◆ GOAL
Could you turn the stretch of rows below, from the line containing "Could you please drop a point on the shrub" through the line containing "<point>708,543</point>", into a Markdown table with the columns No. and Text? Put a running number for each line in No. and the line itself in Text, and skip any blank lines.

* begin DATA SHOWN *

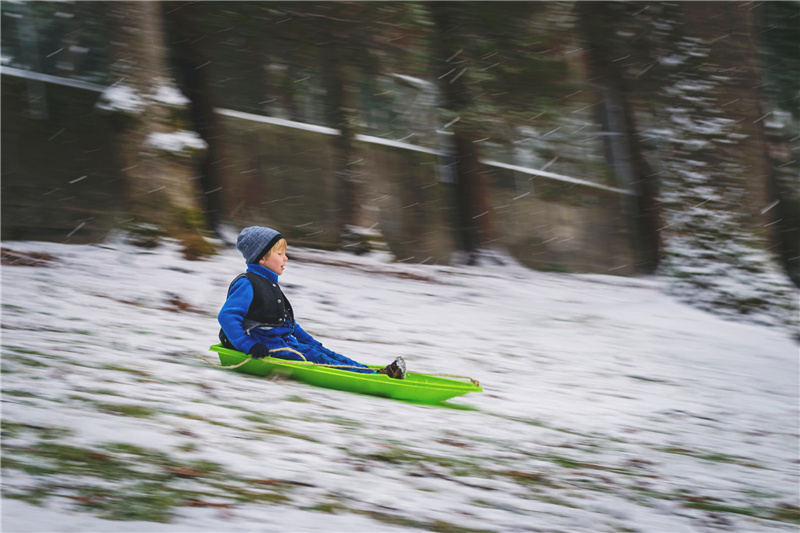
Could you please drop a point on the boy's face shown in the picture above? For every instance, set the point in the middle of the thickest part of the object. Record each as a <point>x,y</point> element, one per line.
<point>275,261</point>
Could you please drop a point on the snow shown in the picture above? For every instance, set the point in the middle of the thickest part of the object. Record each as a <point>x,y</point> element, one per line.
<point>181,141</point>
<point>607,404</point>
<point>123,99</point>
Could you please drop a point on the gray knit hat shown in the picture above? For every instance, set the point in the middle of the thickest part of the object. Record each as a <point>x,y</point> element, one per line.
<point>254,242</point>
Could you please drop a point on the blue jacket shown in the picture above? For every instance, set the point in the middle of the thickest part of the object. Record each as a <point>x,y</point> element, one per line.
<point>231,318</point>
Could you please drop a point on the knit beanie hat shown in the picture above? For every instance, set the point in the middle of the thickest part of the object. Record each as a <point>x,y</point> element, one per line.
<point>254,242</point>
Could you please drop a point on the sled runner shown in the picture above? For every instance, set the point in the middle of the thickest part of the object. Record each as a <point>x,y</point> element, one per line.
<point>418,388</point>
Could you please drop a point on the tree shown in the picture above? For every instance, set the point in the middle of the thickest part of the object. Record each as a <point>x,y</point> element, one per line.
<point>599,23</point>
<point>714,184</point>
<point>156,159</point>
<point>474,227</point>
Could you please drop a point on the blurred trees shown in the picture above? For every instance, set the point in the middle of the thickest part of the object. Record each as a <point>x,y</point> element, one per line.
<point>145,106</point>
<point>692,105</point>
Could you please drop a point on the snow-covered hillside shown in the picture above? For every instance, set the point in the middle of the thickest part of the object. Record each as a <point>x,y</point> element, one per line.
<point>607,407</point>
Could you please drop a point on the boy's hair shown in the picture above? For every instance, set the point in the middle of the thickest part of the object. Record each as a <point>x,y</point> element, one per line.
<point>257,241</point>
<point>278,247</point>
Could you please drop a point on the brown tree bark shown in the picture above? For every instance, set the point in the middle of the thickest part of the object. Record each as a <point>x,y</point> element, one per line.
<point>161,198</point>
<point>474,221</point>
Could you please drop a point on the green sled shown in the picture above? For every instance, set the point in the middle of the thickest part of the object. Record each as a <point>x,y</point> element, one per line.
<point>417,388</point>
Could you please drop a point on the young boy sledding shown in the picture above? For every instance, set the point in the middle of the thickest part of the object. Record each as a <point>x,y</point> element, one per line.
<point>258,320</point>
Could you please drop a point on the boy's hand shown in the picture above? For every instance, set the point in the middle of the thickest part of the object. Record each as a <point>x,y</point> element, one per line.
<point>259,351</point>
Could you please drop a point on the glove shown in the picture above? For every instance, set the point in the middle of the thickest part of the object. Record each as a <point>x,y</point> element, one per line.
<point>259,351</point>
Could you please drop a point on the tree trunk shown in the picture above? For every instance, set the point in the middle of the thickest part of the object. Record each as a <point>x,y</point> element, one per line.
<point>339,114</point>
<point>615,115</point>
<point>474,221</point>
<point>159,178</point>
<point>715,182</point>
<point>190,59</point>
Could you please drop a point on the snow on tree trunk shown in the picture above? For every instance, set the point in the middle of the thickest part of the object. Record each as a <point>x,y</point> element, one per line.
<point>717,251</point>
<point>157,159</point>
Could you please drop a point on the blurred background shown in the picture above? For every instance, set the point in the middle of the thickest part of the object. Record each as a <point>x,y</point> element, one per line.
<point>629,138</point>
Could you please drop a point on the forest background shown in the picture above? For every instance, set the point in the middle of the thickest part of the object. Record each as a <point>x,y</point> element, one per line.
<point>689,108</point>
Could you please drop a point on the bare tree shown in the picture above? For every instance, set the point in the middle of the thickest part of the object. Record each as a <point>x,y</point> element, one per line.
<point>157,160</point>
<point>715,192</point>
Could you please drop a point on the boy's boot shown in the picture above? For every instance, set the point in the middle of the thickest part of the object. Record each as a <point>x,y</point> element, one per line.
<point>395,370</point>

* end DATA SHOWN *
* begin DATA SHOWN *

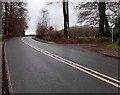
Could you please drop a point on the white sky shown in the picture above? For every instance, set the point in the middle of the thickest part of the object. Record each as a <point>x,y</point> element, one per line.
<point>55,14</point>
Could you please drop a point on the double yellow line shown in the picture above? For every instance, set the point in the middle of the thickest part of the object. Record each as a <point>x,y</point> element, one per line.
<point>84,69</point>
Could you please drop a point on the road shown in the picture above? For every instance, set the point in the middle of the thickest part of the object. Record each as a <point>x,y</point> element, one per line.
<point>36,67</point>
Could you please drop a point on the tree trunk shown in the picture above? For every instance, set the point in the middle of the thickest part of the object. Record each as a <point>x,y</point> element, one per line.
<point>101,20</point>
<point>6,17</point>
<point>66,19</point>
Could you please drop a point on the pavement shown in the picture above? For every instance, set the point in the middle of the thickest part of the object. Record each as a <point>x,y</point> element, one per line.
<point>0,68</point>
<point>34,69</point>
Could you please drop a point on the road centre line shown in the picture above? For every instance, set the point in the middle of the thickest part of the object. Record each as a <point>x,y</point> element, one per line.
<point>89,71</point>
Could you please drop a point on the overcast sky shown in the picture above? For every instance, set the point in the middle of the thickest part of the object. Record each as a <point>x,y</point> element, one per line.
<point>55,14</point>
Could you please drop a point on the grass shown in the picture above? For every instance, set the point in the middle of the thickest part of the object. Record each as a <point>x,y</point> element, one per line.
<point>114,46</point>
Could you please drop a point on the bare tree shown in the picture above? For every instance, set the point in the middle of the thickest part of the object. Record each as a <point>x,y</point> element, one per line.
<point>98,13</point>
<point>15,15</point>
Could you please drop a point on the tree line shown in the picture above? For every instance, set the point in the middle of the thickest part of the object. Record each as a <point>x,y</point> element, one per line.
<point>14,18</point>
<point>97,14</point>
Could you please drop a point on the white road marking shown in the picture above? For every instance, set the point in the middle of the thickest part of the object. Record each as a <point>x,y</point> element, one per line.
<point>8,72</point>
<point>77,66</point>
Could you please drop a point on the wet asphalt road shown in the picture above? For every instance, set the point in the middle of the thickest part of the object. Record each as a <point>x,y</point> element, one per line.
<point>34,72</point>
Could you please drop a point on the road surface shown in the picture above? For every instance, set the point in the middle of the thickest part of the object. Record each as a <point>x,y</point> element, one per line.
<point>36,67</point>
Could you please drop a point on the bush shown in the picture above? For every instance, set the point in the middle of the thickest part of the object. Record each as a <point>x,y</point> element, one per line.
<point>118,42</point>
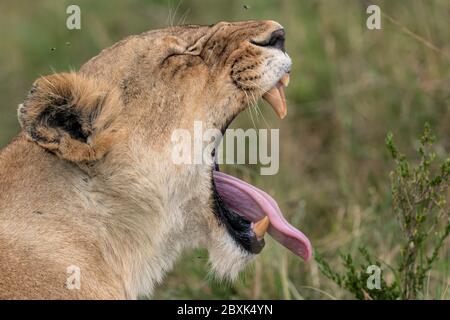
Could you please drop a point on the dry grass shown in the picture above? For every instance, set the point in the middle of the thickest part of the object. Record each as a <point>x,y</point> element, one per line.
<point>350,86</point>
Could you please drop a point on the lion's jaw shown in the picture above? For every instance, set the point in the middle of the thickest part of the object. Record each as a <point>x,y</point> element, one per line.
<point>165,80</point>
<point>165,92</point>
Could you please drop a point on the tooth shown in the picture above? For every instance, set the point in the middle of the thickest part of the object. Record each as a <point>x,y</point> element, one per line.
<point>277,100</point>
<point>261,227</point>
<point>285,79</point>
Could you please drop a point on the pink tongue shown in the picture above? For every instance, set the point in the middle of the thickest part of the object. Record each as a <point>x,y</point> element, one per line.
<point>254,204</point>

* end DATA SHOWN *
* begin DATA SHOWN *

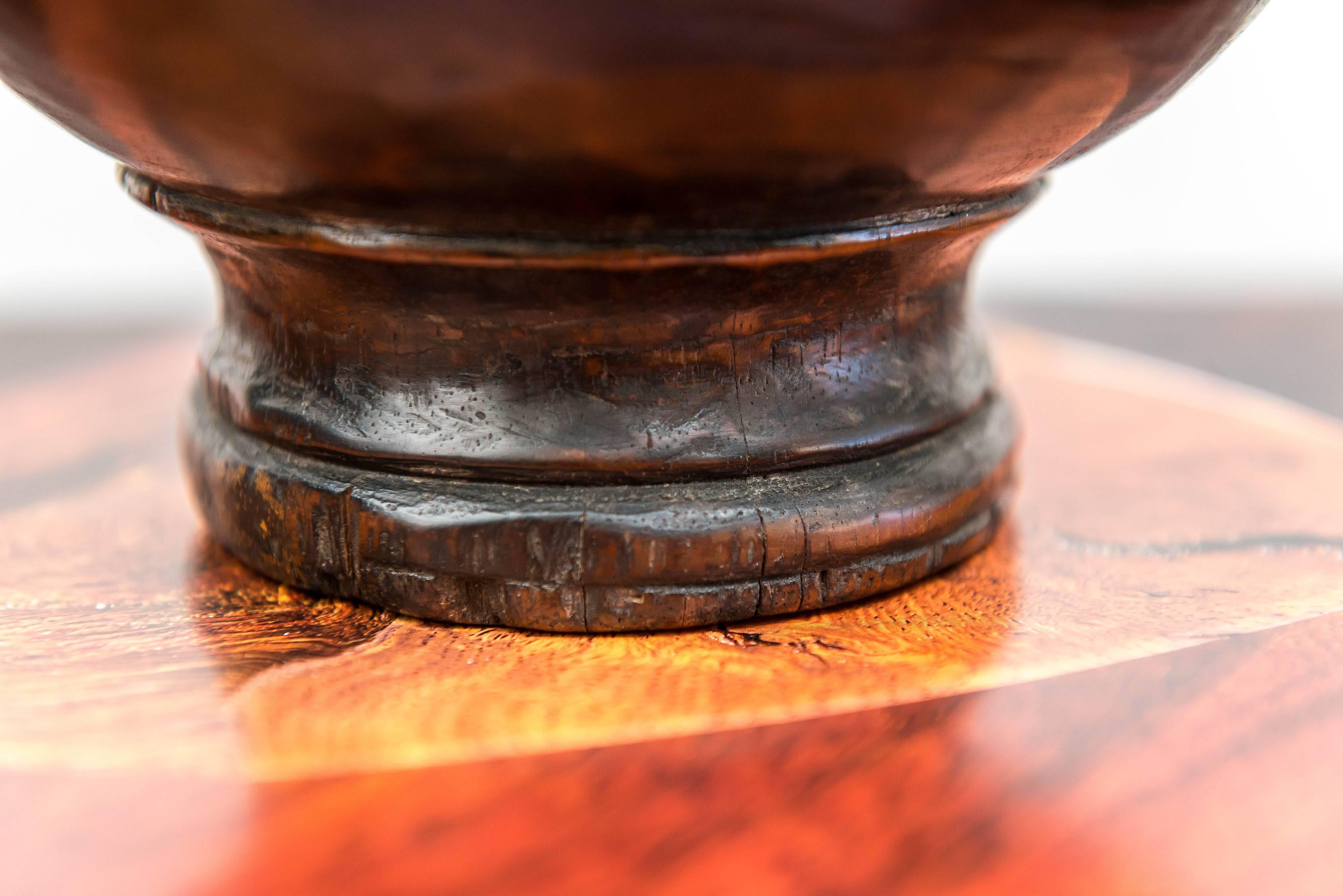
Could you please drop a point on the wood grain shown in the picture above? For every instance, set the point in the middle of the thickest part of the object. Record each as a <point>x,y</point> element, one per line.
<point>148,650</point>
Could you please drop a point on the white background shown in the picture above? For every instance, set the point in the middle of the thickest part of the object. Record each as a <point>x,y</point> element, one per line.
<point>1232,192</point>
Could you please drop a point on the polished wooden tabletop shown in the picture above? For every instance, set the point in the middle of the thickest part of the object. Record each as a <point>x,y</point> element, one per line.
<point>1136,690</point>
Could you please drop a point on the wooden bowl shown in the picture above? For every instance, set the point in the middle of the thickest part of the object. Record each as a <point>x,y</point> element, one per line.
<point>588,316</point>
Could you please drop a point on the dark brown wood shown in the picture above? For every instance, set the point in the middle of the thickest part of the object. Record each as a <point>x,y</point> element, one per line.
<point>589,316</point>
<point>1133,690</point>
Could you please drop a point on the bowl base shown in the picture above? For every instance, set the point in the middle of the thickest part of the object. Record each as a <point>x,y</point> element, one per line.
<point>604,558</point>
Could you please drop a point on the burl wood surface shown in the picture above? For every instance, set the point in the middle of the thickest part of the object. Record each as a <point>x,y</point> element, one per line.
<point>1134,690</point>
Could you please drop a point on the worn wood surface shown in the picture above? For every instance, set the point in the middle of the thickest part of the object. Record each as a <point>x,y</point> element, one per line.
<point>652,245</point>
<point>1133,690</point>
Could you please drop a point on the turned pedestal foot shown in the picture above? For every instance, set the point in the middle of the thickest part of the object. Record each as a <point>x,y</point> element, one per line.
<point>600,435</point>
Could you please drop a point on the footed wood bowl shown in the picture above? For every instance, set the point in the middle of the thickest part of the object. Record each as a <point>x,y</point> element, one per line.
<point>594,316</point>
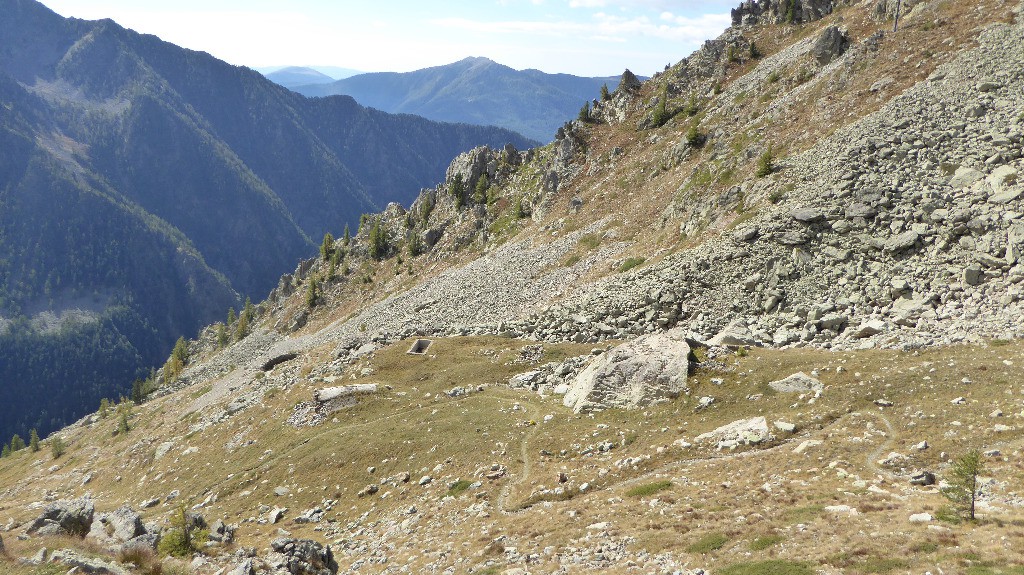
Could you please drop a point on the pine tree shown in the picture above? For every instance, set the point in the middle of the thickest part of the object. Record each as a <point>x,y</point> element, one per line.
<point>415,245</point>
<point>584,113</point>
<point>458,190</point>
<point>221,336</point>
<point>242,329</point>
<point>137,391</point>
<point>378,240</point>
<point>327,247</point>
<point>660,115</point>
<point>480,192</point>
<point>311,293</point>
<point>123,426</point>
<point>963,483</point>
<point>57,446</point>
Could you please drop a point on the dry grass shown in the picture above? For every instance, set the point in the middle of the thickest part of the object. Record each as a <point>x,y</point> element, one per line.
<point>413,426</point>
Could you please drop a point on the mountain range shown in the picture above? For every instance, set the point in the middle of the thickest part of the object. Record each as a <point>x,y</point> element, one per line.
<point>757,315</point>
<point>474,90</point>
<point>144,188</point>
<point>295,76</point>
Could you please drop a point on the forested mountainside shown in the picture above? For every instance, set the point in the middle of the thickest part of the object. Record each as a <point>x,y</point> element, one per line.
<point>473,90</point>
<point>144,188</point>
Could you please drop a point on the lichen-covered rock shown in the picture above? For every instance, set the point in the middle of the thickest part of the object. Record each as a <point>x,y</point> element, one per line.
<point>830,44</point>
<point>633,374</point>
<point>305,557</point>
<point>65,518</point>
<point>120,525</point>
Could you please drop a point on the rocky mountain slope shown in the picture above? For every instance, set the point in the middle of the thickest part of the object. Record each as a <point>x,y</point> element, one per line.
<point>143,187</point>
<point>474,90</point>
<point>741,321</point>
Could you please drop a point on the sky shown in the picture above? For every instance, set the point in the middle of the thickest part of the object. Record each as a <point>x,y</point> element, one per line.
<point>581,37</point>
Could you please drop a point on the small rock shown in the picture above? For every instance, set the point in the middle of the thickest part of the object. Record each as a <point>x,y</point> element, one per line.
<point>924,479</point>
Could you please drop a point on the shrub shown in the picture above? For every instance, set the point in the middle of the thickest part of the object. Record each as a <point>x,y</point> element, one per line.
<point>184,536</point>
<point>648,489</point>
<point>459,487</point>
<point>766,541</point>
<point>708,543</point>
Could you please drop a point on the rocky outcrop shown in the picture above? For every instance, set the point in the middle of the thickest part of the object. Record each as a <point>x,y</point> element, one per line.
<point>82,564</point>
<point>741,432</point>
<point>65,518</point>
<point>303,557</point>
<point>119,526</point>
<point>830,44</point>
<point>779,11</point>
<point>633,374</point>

* end DATA SHOWN *

◆ THE COMPLETED TASK
| No. | Text |
|---|---|
| 1 | Could you please drop a point on the shrub shown in the picture above? For every instance, set the point in the middle of the thickest part of the object. Record each as a <point>x,y</point> element, one per line. |
| 2 | <point>184,536</point> |
| 3 | <point>648,489</point> |
| 4 | <point>459,487</point> |
| 5 | <point>766,541</point> |
| 6 | <point>708,543</point> |